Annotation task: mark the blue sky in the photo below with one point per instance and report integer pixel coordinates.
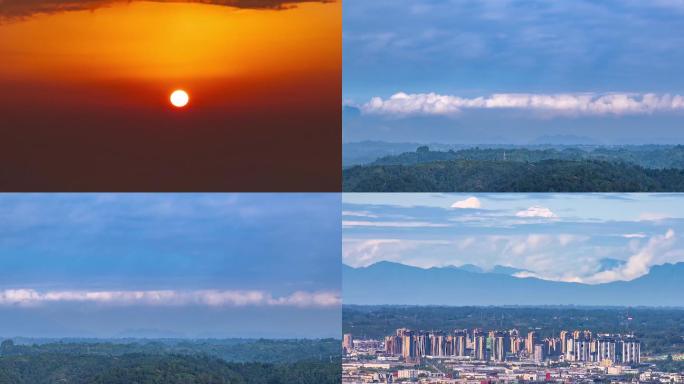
--
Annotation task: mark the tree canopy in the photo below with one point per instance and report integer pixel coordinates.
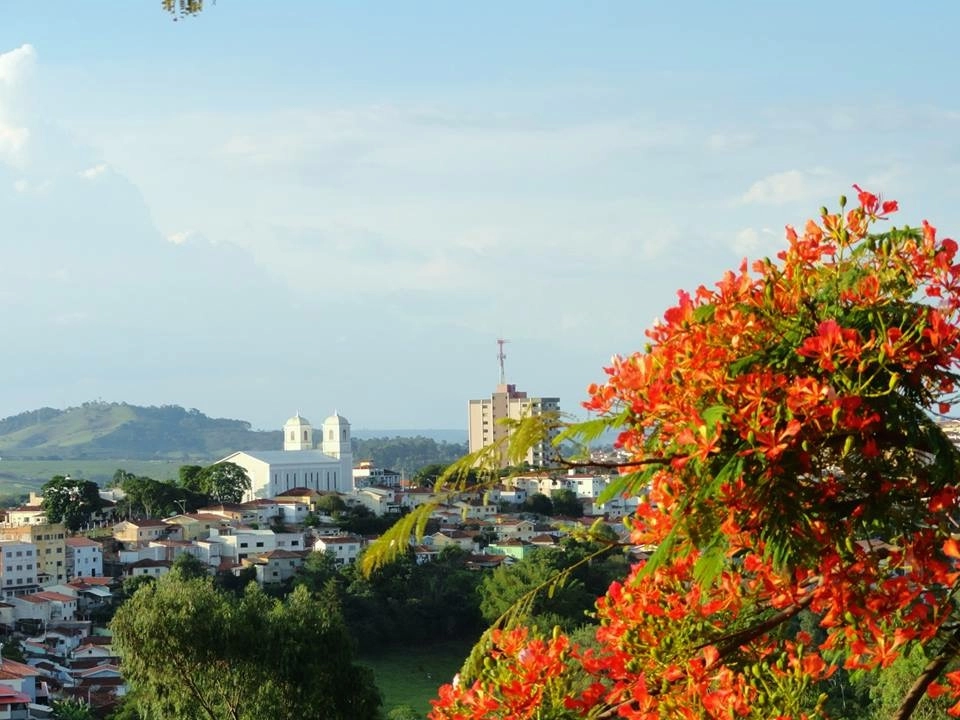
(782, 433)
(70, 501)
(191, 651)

What is being asked:
Count the lines in the rows above that contain the string "coordinates". Reply with the number only.

Final result:
2